__ARBEITSAUFTRÄGE__:
• 1. Beantworten Sie anhand des Interviews mit Dirk Roßmann die folgenden Fragen:
(a) Welches Cicero-Ressort leitet Til Knipper?
(b) Wofür setzt sich Götz Werner laut der Frage des Interviewers seit Jahren ein?
(c) Wie viele der 1000 Zuschriften an Roßmann waren vernichtend?
• 2. Übertragen Sie den folgenden Satz aus dem Interview mit Dirk Roßmann ins Englische: „Ich bin zwar in keiner Partei Mitglied, aber ich war schon immer ein politischer Mensch, der mitdenken und mitgestalten wollte.“
• 3. Knüpfen Sie an den letzten Satz des Interviews mit Dirk Roßmann an und führen Sie das Gespräch weiter.

__TEXTAUSZUG__:
· · · ·
Milliardäre - „Deutsche Unternehmer sind zu verklemmt“

Drogerieketten-Inhaber Dirk Roßmann fordert einen höheren Spitzensteuersatz, hält die neue Rundfunkgebühr für unsinnig und findet Uli Hoeneß‘ Verhalten gefährlich

Autoreninfo

Til Knipper leitet das Cicero-Ressort Kapital. Vorher arbeitete er als Finanzredakteur beim Handelsblatt.

So erreichen Sie Til Knipper:

Herr Roßmann, warum werden Eigentümer von Drogerieketten so häufig verhaltensauffällig?
Wie kommen Sie denn darauf?

Götz Werner propagiert seit Jahren die Einführung des bedingungslosen Grundeinkommens, Anton Schlecker geht als Marktführer wortlos pleite, und Sie fordern mitten im Bundestagswahlkampf höhere Steuern für Reiche?
Sie haben insofern recht, dass Götz Werner und ich uns häufiger in gesellschaftliche Debatten einmischen. Ich bin zwar in keiner Partei Mitglied, aber ich war schon immer ein politischer Mensch, der mitdenken und mitgestalten wollte. Wenn man das große Glück hat, erfolgreich zu sein und sehr viel Geld im Leben zu verdienen, dann erwächst daraus für mich auch eine Pflicht, sich gesellschaftlich einzubringen und sein Gesicht zu zeigen.
 
Also handelt es sich nicht um eine geschickte Marketingmaßnahme oder das Ausleben eines Rampensau-Gens?
Quatsch, glauben Sie ernsthaft, dass das Unternehmen Rossmann davon profitiert hat, als ich mich für den damaligen Bundespräsidenten Christian Wulff eingesetzt habe? Von den 1000 Zuschriften, die ich bekam, waren 800 vernichtend und nur 200 positiv.
· · · ·
__DATENAUSZUG__:
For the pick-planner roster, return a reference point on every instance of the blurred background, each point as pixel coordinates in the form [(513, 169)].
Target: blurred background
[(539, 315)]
· · · ·
__LÖSUNGEN JE AUFGABE__:
• 1.
(a) Das Ressort Kapital.
(b) Für die Einführung des bedingungslosen Grundeinkommens.
(c) 800.

• 2. I am not a member of any party, but I have always been a political person who wanted to think along and help shape things.

• 3.
 
Warum haben Sie es dann getan?
Ich habe mich einfach über die Art der Berichterstattung aufgeregt. Das war für mich ein Schockerlebnis, diese Hetzjagd, die die Medien veranstaltet haben. Es ging mir dabei gar nicht so sehr um Wulff, der mit Sicherheit auch Fehler gemacht hat. Aber Sie müssen das doch nur mal mit dem Fall Hoeneß jetzt vergleichen, der Steuern in Millionenhöhe hinterzogen hat. Ich kann nicht erkennen, dass dazwischen irgendwie differenziert wird, obwohl es bei Wulff um wesentlich kleinere Beträge ging. Die Frage, die mich aber noch viel mehr beschäftigt: Warum mischen sich so wenige Unternehmer in Deutschland öffentlich ein?
 
Haben Sie eine Theorie?
Ja, ich glaube, viele Unternehmer in diesem Land sind zu schüchtern und vielleicht ein bisschen zu verklemmt. 
 
Meinen Sie das ernst?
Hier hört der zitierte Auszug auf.